╭──

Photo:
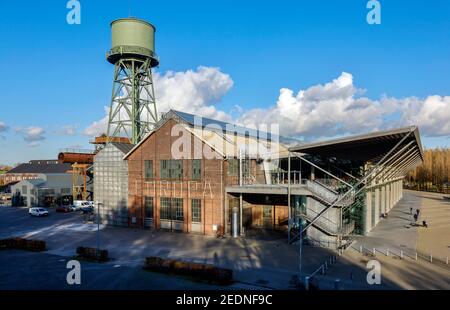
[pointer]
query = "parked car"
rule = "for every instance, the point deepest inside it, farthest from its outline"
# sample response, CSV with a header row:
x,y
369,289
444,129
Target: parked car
x,y
64,209
38,211
72,208
80,204
87,209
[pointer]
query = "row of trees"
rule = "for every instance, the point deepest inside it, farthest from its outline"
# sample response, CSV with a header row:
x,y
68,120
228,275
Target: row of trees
x,y
433,174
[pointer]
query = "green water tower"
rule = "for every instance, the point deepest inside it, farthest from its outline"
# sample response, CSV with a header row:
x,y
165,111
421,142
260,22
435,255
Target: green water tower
x,y
133,108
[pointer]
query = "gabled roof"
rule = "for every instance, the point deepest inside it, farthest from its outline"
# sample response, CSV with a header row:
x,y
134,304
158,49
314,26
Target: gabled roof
x,y
123,147
41,166
221,136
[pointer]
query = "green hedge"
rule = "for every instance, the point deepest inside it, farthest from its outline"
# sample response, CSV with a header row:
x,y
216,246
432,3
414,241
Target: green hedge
x,y
205,272
23,244
92,253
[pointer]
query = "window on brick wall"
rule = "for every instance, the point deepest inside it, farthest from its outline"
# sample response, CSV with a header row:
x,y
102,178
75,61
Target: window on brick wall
x,y
267,212
148,206
196,169
172,209
177,204
233,167
148,169
171,169
196,206
165,209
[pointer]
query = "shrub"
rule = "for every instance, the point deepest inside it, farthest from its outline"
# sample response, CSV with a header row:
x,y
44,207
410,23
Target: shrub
x,y
23,244
92,254
199,271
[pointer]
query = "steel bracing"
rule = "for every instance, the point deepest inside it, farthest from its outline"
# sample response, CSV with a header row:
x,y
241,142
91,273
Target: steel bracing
x,y
392,166
133,106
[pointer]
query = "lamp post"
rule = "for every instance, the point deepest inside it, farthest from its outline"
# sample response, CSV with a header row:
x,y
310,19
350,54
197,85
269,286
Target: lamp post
x,y
98,227
300,251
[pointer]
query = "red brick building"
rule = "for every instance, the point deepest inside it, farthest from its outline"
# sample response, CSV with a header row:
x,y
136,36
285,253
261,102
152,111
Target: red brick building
x,y
178,175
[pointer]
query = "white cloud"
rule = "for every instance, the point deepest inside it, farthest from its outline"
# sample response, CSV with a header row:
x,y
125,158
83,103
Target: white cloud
x,y
320,111
193,91
32,135
99,127
68,130
336,108
3,127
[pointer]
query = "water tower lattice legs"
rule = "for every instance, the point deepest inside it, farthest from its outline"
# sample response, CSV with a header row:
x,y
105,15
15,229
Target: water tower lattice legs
x,y
133,106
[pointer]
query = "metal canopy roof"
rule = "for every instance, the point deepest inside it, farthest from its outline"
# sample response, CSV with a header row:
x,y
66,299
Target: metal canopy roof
x,y
364,148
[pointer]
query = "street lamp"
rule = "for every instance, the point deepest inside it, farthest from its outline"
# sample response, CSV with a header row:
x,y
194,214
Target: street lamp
x,y
98,226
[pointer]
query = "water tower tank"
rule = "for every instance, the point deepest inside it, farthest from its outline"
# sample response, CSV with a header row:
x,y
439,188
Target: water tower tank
x,y
132,37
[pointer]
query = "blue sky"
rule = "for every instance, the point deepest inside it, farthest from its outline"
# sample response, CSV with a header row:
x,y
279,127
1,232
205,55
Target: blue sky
x,y
56,75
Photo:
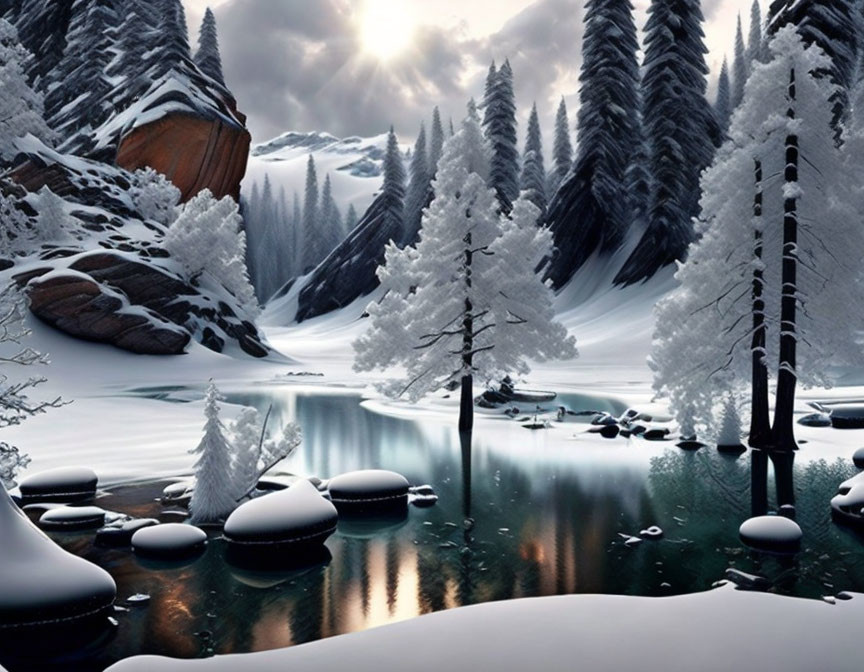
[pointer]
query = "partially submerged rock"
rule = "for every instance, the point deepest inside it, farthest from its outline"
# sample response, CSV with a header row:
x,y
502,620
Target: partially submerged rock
x,y
369,489
296,518
40,583
170,541
64,484
771,533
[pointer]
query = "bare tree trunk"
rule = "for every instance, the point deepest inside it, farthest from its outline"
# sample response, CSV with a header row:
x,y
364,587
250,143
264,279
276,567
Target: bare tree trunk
x,y
783,430
760,421
466,404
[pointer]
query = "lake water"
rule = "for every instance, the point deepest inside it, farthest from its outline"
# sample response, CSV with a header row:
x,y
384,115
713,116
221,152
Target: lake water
x,y
511,521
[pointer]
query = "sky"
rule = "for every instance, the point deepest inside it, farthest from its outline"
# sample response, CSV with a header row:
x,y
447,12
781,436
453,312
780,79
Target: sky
x,y
353,67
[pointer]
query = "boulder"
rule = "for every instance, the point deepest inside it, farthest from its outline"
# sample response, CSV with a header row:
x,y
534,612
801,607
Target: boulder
x,y
194,153
298,518
40,583
64,484
771,533
369,489
82,308
68,518
170,541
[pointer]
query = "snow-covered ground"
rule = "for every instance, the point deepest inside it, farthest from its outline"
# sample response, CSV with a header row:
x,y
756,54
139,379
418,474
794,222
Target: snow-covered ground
x,y
723,629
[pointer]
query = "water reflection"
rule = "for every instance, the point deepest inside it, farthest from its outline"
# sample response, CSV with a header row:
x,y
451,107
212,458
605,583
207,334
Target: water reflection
x,y
511,521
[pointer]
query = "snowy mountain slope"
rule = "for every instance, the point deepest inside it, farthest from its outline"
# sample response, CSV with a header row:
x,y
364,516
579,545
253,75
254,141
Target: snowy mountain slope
x,y
354,165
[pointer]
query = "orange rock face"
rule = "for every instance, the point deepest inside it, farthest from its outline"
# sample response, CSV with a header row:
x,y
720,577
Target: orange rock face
x,y
193,153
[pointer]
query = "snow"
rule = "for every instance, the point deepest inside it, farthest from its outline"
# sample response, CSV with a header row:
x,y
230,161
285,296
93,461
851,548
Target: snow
x,y
297,514
771,532
590,629
170,540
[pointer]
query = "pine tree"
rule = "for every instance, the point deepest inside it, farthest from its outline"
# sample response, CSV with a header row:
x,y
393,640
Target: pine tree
x,y
21,108
215,494
436,142
311,252
563,151
419,189
465,300
831,24
739,67
722,109
754,42
678,122
499,123
533,179
207,57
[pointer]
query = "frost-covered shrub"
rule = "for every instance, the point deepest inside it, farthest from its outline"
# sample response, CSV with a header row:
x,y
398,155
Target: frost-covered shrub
x,y
155,196
21,108
206,238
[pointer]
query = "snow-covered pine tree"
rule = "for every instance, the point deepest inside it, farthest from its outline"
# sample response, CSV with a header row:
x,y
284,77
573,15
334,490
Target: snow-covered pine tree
x,y
216,491
678,122
591,210
310,254
739,66
499,123
419,189
533,179
464,301
563,149
722,106
436,142
21,108
207,241
776,259
831,24
754,42
207,56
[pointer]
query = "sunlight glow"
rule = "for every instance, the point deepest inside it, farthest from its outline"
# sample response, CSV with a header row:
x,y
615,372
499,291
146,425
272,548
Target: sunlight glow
x,y
386,28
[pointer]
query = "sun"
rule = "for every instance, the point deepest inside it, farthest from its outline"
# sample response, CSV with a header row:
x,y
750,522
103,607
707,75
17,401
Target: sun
x,y
386,28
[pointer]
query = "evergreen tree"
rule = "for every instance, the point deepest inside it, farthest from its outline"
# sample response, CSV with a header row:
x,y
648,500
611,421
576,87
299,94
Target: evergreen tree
x,y
563,150
215,494
21,108
533,179
678,123
311,240
722,109
739,67
830,24
419,189
207,57
436,143
754,42
465,300
499,123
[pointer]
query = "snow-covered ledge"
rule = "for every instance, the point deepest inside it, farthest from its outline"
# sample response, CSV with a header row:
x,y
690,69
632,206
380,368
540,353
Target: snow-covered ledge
x,y
723,629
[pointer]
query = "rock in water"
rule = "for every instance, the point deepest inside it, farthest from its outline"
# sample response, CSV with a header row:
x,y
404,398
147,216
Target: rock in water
x,y
369,489
42,584
771,533
296,518
73,518
65,484
171,541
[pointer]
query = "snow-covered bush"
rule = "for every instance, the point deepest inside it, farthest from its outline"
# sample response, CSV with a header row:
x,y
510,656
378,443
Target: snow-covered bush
x,y
15,405
155,196
21,108
206,238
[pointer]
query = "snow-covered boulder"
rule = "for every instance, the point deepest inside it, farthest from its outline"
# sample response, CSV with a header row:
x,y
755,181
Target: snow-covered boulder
x,y
771,533
40,583
64,484
171,541
73,518
296,518
369,489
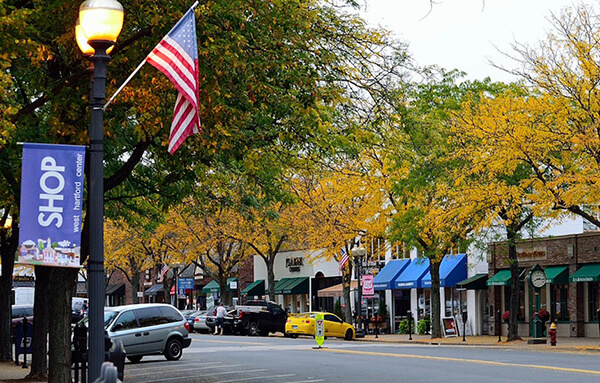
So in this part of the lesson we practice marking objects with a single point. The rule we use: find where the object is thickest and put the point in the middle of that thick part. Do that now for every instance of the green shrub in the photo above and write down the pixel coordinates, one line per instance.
(403, 327)
(423, 326)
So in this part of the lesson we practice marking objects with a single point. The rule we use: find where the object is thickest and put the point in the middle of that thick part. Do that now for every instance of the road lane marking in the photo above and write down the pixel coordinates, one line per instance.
(212, 374)
(256, 377)
(135, 374)
(489, 362)
(231, 342)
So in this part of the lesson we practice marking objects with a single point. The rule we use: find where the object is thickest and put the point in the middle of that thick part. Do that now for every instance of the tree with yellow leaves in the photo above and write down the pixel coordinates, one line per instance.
(338, 206)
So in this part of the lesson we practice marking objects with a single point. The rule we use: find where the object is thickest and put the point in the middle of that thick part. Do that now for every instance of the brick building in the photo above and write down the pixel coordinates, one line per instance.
(571, 294)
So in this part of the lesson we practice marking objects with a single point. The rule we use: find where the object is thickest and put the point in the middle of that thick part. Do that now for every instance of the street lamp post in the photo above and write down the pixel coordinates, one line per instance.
(100, 23)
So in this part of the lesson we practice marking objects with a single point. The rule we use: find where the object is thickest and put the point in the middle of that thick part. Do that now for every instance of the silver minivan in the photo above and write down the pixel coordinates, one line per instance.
(148, 329)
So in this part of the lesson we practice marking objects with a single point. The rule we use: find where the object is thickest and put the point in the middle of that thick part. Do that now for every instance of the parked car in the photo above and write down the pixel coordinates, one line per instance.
(200, 322)
(231, 323)
(261, 317)
(148, 329)
(20, 311)
(304, 324)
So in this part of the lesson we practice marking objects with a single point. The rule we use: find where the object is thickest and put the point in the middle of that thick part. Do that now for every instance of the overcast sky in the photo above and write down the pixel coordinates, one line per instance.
(462, 34)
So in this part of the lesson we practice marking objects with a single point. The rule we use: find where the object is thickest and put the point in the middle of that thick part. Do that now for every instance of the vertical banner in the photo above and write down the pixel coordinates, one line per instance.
(368, 286)
(319, 329)
(51, 203)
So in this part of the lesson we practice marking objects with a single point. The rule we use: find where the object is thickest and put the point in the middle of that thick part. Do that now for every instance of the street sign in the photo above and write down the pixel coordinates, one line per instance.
(319, 329)
(185, 283)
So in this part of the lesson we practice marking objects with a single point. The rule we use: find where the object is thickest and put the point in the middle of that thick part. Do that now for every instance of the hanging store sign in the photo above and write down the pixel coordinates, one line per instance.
(294, 264)
(51, 205)
(368, 286)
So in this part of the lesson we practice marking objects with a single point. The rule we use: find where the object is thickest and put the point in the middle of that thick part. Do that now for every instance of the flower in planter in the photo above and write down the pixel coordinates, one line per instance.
(544, 315)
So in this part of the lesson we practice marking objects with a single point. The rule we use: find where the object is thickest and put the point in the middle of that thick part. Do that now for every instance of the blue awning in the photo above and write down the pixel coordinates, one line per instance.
(453, 269)
(413, 274)
(385, 279)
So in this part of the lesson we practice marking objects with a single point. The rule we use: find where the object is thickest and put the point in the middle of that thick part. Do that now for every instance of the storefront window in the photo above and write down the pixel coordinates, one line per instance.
(424, 303)
(453, 302)
(521, 314)
(593, 300)
(559, 296)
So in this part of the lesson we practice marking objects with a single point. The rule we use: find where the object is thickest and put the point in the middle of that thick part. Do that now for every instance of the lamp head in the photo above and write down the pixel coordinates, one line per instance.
(100, 20)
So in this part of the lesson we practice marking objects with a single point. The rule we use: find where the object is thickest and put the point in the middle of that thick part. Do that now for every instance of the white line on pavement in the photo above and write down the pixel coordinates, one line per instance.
(256, 377)
(186, 370)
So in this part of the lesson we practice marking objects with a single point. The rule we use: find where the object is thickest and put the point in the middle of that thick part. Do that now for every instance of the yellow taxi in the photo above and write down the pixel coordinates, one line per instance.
(304, 324)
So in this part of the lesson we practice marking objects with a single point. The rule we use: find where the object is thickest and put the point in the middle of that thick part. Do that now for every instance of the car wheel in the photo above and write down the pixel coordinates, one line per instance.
(135, 358)
(348, 334)
(173, 350)
(253, 329)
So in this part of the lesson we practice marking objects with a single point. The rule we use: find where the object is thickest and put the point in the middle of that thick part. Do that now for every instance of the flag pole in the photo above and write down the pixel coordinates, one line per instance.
(140, 66)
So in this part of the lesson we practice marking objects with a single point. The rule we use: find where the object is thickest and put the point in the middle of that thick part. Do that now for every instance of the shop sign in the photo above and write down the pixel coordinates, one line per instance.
(51, 205)
(531, 253)
(368, 286)
(293, 264)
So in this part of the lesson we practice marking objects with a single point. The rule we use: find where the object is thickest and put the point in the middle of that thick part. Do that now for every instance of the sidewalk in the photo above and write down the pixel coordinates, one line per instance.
(9, 372)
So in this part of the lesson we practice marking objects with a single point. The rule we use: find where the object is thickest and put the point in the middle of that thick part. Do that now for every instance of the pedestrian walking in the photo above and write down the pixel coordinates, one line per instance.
(221, 312)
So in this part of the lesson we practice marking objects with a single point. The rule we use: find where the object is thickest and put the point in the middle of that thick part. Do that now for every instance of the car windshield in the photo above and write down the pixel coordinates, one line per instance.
(109, 316)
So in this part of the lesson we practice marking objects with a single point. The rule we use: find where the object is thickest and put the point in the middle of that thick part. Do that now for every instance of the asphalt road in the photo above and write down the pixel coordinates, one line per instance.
(283, 360)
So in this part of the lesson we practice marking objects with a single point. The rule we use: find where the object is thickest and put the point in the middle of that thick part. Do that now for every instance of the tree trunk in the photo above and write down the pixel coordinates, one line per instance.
(39, 355)
(62, 280)
(271, 277)
(8, 248)
(135, 287)
(436, 327)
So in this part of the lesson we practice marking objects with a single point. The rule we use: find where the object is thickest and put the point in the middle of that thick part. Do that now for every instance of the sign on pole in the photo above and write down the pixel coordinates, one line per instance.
(319, 329)
(368, 286)
(51, 203)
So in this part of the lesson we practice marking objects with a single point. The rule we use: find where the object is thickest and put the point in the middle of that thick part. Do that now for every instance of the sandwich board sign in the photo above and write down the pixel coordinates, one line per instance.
(319, 329)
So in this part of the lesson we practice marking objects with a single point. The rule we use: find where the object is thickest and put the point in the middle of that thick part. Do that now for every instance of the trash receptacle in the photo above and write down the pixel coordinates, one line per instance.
(116, 355)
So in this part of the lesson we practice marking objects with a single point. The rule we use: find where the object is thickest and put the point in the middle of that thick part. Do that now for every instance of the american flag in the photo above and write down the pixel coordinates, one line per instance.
(343, 260)
(177, 57)
(163, 271)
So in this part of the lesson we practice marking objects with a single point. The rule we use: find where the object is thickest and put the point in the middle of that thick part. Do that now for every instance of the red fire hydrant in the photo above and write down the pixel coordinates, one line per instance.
(552, 333)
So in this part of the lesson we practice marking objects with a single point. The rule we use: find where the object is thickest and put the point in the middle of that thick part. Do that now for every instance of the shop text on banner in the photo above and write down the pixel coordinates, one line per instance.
(51, 205)
(368, 286)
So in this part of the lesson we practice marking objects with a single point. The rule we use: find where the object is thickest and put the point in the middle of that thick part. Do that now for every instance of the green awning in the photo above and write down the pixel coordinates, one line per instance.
(587, 273)
(213, 286)
(557, 274)
(291, 286)
(255, 288)
(501, 278)
(476, 282)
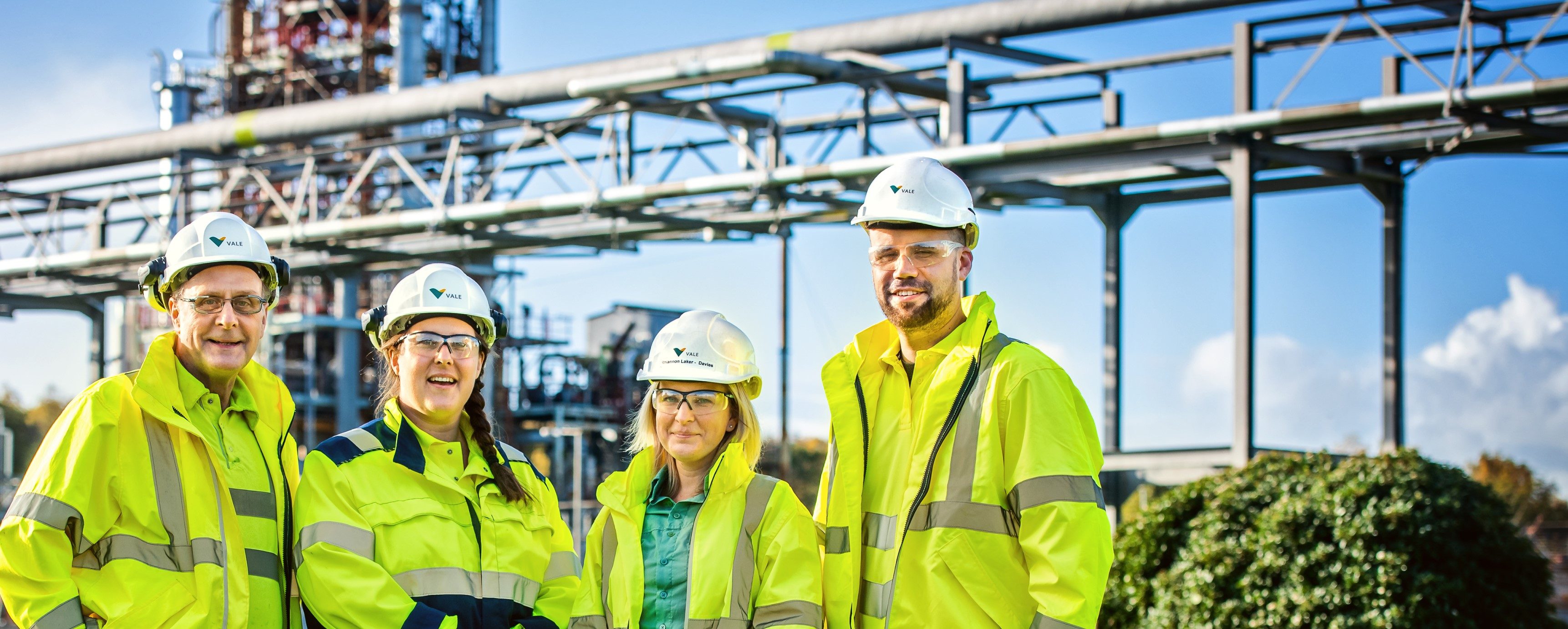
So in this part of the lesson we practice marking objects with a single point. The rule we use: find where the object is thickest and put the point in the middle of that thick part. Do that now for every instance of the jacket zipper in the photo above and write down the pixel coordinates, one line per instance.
(287, 532)
(866, 430)
(931, 468)
(479, 542)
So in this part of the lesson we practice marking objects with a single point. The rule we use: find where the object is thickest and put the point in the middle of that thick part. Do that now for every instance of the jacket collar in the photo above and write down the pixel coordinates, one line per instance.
(405, 451)
(634, 485)
(874, 343)
(158, 391)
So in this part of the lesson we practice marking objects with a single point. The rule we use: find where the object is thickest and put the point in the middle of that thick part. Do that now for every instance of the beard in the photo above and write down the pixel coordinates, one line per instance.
(916, 317)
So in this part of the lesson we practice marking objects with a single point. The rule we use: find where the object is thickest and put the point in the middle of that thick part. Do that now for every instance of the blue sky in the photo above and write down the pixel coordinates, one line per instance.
(1489, 360)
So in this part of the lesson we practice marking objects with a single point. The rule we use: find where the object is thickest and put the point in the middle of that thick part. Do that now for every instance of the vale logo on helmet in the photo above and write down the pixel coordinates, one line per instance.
(687, 358)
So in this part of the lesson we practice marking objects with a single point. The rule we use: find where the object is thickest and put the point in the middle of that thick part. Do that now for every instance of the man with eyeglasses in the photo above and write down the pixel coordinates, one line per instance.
(962, 479)
(162, 496)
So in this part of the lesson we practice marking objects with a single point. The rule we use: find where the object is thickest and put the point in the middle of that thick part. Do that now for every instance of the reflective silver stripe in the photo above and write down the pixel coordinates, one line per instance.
(255, 504)
(609, 564)
(564, 565)
(1054, 488)
(967, 432)
(963, 515)
(877, 598)
(342, 536)
(167, 479)
(65, 615)
(364, 440)
(788, 612)
(463, 583)
(717, 623)
(587, 623)
(261, 564)
(880, 531)
(43, 510)
(178, 559)
(1043, 622)
(836, 540)
(758, 495)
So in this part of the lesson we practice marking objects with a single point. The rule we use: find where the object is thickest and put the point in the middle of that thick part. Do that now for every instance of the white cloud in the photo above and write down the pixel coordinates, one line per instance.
(1476, 349)
(1305, 399)
(85, 99)
(1498, 382)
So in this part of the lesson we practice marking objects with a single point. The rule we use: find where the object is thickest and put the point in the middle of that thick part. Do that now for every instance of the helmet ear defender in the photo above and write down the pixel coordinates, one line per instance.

╰──

§ **Aim**:
Give again only the lines of the material above that run from the one with "of the vale" through the end, both included, exactly as they appear.

§ **Answer to this task**:
So in this part of the lesson we practice marking objects with a single point. The rule we use: find where the object is thickest and put the point in the middle of that thick part. Do that now for every instance of the vale logo on helmet in the photo above and write down the pixel coordinates, one line per instance.
(687, 358)
So in this part of the lesson we practice marking objects with a single point. The rule we use: find where the object is thickest and put the point in the middle of that thick part. Do that now for every instance of the man with eyeglasses in the photo above and write down the pixel coordinates, one line per instance.
(962, 479)
(162, 496)
So in this part of the lesson we practice marking objects with a single point. The rule we use: find where the object is thickest and put the point in the middle of that thick part. Do that now for every instance of the reflective silver stripe in the photo above and write down the pixel coordinates, one line per instance.
(255, 504)
(609, 564)
(564, 565)
(1054, 488)
(967, 432)
(963, 515)
(877, 598)
(342, 536)
(167, 479)
(65, 615)
(364, 440)
(788, 612)
(463, 583)
(717, 623)
(587, 623)
(261, 564)
(880, 531)
(43, 510)
(178, 559)
(1043, 622)
(836, 540)
(758, 495)
So in this part of the lesson we practice marking objects with a single point. The rule we use: find where the object is thickest and put the point in the middle of that thick part. Do that now for every instance of the white cloud in the photo above and write down the pixel coordinates, one line per instance.
(1476, 349)
(1305, 399)
(85, 99)
(1498, 382)
So in this part of the lesson we practice marking objects with a single point. The rule we use: find where the object is thickest and put the point in the middle of that thick part. Do that now for every instance of the helmet ear defender in the photo above and write down the pixel coordinates, one line per instance.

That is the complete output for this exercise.